■ THE TASK ■
Give again, unchanged, the line that contains "Target: officer in dress uniform" together with every line that follows it until the entries end.

RECORDS SUPPLIED section start

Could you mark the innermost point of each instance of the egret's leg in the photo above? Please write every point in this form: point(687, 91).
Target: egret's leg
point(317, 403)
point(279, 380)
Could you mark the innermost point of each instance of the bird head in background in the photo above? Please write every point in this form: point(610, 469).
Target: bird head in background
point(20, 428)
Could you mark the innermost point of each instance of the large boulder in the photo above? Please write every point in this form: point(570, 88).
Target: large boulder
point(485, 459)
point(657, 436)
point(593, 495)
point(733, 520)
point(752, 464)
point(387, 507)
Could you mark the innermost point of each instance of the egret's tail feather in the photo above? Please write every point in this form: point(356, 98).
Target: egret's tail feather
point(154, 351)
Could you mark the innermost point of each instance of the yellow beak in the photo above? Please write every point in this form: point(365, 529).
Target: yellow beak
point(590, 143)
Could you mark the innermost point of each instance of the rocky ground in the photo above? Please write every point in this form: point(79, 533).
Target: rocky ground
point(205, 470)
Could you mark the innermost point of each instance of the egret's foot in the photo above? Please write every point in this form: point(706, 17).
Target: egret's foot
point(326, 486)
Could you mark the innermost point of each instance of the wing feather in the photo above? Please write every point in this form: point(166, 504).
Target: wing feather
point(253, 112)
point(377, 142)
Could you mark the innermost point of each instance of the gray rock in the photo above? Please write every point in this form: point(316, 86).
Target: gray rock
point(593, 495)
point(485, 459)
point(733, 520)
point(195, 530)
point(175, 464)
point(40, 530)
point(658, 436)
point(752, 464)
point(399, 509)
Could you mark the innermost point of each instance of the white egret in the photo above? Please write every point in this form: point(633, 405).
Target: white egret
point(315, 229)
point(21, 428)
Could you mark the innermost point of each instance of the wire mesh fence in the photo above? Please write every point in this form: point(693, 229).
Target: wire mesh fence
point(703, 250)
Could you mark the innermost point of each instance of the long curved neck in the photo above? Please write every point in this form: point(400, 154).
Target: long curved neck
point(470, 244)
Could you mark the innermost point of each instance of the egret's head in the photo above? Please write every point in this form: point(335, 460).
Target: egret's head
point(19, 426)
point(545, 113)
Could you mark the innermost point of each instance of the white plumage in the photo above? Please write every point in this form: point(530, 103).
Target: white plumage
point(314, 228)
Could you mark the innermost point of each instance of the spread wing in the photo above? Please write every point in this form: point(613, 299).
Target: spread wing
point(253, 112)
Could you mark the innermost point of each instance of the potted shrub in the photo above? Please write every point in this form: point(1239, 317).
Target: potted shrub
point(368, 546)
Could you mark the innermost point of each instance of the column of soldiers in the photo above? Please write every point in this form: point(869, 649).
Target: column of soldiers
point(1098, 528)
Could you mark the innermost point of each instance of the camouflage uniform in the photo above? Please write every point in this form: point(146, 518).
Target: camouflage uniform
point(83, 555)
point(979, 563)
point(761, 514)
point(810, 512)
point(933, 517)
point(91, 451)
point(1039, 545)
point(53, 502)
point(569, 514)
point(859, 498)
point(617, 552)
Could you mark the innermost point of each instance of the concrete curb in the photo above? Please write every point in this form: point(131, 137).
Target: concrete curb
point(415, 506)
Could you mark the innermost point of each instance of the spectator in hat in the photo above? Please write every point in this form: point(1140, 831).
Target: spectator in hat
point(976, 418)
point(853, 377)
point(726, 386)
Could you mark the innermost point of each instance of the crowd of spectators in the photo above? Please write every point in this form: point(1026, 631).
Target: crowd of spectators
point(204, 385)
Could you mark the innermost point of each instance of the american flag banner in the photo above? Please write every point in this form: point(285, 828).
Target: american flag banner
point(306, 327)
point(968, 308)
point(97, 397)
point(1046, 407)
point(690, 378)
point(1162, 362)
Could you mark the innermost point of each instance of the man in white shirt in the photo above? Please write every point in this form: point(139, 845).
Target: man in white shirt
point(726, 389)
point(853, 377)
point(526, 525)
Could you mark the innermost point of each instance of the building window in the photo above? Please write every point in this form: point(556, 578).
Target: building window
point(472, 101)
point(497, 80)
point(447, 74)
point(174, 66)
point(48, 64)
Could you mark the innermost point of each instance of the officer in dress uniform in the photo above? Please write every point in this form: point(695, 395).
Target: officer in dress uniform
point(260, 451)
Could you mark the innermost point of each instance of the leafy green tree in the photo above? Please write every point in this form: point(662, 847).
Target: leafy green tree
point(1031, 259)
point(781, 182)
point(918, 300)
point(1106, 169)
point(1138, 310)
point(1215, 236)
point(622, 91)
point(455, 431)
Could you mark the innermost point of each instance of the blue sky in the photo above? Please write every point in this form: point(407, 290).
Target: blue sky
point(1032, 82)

RECORDS SUPPLIED section end

■ SOLUTION TO THE PROBLEM ■
Target: officer in dress uniform
point(260, 451)
Could you mark the innermost point of each instance of the leafy green tree in the photo above? Please write every point in this form: point(662, 847).
Target: leafy green tree
point(1031, 259)
point(781, 182)
point(918, 300)
point(1106, 169)
point(1138, 310)
point(1215, 236)
point(622, 91)
point(455, 431)
Could you mark the innermost point of each instance of the blue sky in the photo above? Please write every point in this form: point(407, 290).
Target: blue sky
point(1032, 82)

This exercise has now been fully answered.